= DOCUMENT EXTRACT =
= Beginning of Section =

Physical Characteristics

  • Hamsters are four to seven inches long, with short tails, small eyes and fur in a variety of coat colors, like black, brown, grey, white, yellow or red. Hamsters have large cheek pouches where they collect food to transport from one place to another. Their feet are wide and hairless, with four toes on their front feet and five toes on their back feet. Hamsters have large, chisel-shaped front teeth, or incisors, that grow throughout their lives.

Hamster Habitats

  • Hamsters like to live alone and should occupy a secured home, like a tight wired cage, as they like to squeeze through spaces and escape for new ground. A hamster cage should be kept in a well-lit place with a moderate temperature (64 to 75 degrees Fahrenheit) and out of the reach of strong sunlight or cold drafts. The floor of a hamster cage should be at least 2 square feet and covered in a thick layer of hamster bedding or litter, available in pet stores. The bedding in a hamster cage should be changed at least weekly, and the cage should be cleaned regularly with warm soapy water.

Personality and Habits

  • Hamsters are solitary creatures that prefer to be alone. When adult male hamsters are kept together, they will become violent and attempt to kill each other. With humans, however, hamsters are usually friendly and docile. They react well to being handled and they rarely bite. Hamsters are naturally nocturnal, so they sleep during the day and they're active at night.

Diet and Exercise

  • Hamsters' appetites are easily satisfied, so they're not hard to feed. Standard pet store hamster food provides for their nutritional needs. Fresh food is also important to a hamster's diet. Hamsters eat fresh vegetables like cucumbers, spinach and broccoli, as well as fruits like apples, pears and bananas. Certain foods, however, upset hamsters' digestive systems. Avoid feeding them foods like cabbage, raw potatoes and excessive amounts of sweet fruits. Hamster food should be replaced fresh every day. Hamsters also need plenty of clean water, changed daily as well. In addition, hamsters need plenty of exercise, such as running on an exercise wheel, to stay healthy and happy.

Hamster Differences

  • Hamster breeds are sorted into giant, medium and dwarf hamsters. The most popular type of pet hamster is a medium hamster, called the Syrian hamster. It has a golden color and is usually 6 or 7 inches in length. Another popular hamster breed is the dwarf hamster. These hamsters are unusual in that they'll peacefully live with other hamsters of the same sex. In addition, some hamsters are long-haired while others are short-haired. Long-haired hamsters have thick, fluffy fur, while short-haired hamsters' fur is short and velvety.

Longevity

  • Hamsters have a relatively short lifespan, about 2-3 years. Domestic hamsters, raised in captivity, generally live shorter lives than hamsters in the wild. In addition, a hamster's lifespan will vary depending on its breed, genetics and upbringing. To ensure a longer life for your hamster, keep it in a larger cage, feed it fresh fruits and vegetables and make sure it gets plenty of exercise.

= End of Section =

= WHAT THE TASK REQUIRES =
From the text on hamsters, write out word for word the passage that starts at "Hamster Differences" and stops after "short and velvety.".

Data records
= Beginning of Section =

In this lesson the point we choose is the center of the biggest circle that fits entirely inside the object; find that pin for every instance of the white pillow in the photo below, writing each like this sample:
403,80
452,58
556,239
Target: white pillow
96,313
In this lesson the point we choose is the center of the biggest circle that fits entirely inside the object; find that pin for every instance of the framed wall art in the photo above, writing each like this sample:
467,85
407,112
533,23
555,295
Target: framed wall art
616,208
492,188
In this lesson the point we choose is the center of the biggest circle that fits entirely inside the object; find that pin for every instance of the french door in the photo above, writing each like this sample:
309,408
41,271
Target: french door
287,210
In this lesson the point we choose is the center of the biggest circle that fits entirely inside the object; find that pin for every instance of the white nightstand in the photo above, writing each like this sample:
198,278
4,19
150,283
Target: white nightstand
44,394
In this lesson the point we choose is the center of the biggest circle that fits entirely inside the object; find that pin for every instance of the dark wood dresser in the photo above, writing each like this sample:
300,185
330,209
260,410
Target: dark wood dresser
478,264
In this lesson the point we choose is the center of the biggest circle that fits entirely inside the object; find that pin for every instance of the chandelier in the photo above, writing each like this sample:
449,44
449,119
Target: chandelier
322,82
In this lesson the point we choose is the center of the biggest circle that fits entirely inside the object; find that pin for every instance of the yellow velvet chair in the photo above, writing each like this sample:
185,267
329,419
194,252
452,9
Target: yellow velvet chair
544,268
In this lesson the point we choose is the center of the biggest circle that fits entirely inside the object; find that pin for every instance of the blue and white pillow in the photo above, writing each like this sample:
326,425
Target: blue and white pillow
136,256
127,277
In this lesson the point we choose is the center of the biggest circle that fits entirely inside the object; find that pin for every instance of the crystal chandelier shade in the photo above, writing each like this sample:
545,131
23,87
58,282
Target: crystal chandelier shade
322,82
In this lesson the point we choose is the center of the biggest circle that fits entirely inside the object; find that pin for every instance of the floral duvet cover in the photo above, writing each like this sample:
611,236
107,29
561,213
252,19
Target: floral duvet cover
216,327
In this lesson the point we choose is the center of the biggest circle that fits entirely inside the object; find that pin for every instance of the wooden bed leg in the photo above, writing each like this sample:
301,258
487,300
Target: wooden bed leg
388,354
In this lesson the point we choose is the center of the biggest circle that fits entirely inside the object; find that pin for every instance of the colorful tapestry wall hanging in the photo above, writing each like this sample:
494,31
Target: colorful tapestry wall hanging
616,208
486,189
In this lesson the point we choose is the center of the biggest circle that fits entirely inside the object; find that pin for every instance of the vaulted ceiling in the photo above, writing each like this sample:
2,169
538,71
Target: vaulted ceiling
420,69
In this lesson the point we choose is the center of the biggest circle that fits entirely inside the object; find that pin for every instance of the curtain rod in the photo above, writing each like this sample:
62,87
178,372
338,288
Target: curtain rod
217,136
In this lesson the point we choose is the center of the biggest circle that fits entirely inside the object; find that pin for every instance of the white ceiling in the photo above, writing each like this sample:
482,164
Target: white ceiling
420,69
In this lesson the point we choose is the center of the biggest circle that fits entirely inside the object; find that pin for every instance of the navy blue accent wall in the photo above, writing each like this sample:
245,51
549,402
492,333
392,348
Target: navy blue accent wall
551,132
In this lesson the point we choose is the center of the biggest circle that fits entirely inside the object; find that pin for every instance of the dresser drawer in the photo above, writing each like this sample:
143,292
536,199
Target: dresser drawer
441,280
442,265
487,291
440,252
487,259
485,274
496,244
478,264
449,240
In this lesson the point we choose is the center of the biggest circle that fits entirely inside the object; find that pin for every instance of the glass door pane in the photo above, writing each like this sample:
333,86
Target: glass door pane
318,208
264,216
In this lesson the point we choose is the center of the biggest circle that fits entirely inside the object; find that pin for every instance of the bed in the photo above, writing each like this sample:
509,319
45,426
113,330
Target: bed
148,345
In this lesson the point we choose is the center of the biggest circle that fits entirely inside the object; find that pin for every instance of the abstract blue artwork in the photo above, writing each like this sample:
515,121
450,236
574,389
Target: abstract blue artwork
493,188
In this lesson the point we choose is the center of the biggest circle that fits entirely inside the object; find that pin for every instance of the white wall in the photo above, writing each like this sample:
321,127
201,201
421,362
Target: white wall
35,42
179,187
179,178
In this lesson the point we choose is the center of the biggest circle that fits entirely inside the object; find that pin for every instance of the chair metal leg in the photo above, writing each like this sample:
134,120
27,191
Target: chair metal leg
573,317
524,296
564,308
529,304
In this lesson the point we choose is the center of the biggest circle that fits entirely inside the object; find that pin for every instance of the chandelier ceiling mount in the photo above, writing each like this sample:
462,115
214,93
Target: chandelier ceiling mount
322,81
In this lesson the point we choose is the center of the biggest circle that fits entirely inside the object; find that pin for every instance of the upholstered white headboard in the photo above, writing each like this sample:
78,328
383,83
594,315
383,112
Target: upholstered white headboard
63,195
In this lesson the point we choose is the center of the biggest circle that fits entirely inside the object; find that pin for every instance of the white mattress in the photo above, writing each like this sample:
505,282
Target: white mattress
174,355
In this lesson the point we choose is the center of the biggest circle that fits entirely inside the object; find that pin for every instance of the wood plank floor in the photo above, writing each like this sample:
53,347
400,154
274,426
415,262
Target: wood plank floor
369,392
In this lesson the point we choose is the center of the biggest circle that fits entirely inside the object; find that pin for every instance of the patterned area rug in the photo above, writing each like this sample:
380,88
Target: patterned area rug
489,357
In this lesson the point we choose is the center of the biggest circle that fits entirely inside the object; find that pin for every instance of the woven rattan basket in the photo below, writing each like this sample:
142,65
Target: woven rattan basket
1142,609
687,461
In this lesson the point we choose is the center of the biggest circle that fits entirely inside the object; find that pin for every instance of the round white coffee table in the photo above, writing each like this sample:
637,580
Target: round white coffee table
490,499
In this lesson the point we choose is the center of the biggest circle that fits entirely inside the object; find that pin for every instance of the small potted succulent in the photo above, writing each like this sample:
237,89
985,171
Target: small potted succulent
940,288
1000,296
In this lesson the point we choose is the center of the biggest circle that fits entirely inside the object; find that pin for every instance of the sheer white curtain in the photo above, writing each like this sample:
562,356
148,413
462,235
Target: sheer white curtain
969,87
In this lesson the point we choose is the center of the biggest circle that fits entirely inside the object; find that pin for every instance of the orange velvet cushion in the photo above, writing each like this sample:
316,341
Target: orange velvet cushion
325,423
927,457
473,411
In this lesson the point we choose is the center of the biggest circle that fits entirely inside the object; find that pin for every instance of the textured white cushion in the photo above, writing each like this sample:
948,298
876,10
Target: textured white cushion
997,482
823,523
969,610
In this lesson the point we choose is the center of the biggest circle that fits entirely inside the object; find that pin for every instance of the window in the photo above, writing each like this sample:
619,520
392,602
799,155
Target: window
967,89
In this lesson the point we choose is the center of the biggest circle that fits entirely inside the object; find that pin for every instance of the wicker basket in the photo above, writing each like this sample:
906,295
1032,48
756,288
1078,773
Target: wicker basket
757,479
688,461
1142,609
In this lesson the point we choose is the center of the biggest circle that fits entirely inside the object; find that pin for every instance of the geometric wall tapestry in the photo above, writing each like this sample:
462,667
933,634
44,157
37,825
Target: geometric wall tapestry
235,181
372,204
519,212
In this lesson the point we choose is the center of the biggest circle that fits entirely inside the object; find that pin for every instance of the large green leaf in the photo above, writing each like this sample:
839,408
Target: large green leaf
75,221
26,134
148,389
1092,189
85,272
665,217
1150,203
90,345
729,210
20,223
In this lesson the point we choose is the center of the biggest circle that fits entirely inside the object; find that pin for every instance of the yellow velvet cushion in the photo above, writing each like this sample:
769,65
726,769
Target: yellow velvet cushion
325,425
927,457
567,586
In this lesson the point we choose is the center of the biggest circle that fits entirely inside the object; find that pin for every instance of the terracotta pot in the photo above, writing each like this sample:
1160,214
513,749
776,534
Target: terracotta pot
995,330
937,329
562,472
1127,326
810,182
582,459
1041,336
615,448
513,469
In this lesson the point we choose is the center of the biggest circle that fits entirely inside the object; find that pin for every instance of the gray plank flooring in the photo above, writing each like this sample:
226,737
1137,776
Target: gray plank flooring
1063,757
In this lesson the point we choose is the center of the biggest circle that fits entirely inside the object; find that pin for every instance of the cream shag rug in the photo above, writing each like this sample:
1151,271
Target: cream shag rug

= End of Section =

= SOLUTION BELOW =
Hamster Differences

  • Hamster breeds are sorted into giant, medium and dwarf hamsters. The most popular type of pet hamster is a medium hamster, called the Syrian hamster. It has a golden color and is usually 6 or 7 inches in length. Another popular hamster breed is the dwarf hamster. These hamsters are unusual in that they'll peacefully live with other hamsters of the same sex. In addition, some hamsters are long-haired while others are short-haired. Long-haired hamsters have thick, fluffy fur, while short-haired hamsters' fur is short and velvety.